Records shown »
= = = = =
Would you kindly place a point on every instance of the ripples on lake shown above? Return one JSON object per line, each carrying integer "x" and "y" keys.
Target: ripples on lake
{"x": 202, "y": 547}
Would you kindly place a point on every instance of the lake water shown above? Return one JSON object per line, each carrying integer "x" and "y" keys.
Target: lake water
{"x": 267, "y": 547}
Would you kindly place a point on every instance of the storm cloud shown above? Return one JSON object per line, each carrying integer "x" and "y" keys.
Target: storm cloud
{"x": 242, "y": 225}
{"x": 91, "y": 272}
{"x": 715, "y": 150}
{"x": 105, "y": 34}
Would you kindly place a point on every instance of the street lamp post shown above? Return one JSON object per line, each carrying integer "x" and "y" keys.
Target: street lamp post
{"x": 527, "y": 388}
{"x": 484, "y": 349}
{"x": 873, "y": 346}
= = = = =
What the task asks » Print all of the lines above again, unchanged.

In response »
Would you kindly place a point on every instance of the ripples on lake shown above? Return one JSON object per line, each carrying integer "x" and "y" keys.
Target: ripples on lake
{"x": 202, "y": 547}
Would you kindly place a point on every instance of the lake water shown above? Return one JSON object per line, each carrying integer "x" and "y" keys.
Target: lake water
{"x": 267, "y": 547}
Would you kindly place a point on every instance of the storm cloud shown above? Return one JSON object per line, each carrying integer "x" and "y" keys.
Target: storm cloud
{"x": 242, "y": 225}
{"x": 91, "y": 272}
{"x": 715, "y": 150}
{"x": 105, "y": 34}
Would you kindly place a point on every instance of the street lamp post shown above? Return one JSON object per line, each carrying integer "x" and "y" keys.
Target: street lamp post
{"x": 527, "y": 388}
{"x": 484, "y": 349}
{"x": 873, "y": 346}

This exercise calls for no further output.